┌─ SUPPLIED RECORDS

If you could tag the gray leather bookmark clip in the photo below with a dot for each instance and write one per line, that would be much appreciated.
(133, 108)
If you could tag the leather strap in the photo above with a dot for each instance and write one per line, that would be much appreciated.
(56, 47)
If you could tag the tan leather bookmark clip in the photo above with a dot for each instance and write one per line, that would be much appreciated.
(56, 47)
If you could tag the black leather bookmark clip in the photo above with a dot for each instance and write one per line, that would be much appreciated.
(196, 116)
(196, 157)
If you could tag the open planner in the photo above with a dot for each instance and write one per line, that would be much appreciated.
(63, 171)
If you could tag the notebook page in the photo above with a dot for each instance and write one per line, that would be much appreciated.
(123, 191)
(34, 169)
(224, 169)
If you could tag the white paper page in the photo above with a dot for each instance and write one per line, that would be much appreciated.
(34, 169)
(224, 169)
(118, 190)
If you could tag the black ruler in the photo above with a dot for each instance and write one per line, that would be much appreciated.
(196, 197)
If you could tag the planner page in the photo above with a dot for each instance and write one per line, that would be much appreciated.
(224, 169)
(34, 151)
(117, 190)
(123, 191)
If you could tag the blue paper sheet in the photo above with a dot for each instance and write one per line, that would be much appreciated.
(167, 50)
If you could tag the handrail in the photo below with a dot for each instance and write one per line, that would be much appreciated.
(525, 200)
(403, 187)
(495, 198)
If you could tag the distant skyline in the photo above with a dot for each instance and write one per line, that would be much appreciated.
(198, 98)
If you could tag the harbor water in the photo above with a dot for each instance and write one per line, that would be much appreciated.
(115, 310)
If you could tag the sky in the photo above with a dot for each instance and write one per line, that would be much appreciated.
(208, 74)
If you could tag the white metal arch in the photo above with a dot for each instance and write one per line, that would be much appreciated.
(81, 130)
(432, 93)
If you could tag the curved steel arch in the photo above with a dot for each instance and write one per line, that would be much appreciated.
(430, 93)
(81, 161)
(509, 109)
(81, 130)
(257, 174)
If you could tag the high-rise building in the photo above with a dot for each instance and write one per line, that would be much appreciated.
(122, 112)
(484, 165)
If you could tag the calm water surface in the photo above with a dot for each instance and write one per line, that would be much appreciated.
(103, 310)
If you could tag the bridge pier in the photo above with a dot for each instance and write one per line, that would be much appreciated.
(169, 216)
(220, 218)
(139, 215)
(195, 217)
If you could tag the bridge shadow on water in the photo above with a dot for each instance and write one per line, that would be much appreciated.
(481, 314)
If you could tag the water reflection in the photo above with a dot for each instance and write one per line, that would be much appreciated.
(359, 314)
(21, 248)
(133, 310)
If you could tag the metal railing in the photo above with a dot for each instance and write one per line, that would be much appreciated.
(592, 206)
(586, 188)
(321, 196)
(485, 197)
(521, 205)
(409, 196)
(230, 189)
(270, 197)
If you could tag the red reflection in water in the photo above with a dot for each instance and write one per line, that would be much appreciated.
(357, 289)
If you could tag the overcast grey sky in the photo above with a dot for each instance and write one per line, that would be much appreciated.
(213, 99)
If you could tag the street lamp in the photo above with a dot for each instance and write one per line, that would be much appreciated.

└─

## EXERCISE REQUIREMENTS
Repeat the material word for word, starting at the line that contains "If you could tag the water" and continuing through the end of the material.

## OUTPUT BELOW
If you could tag the water reflection in the photo above with a dot for each instance and write one per line, that would be much appreciated.
(359, 314)
(21, 248)
(133, 310)
If you could tag the metal railing in the photo above with a dot for each instance and write one per line, that would be much appreciated.
(592, 206)
(586, 188)
(321, 196)
(485, 197)
(521, 205)
(409, 196)
(230, 189)
(270, 197)
If you could tag the red reflection in water in the photo above with a dot for each instance and write one per line, that would be much appreciated.
(357, 289)
If you could tag the overcast grey sky in the photo above with a dot for each instance and write one per line, that would be much appreciated.
(213, 99)
If you could tag the street lamp in the photo above with a dot for each instance and write one per line, that would be much appreciated.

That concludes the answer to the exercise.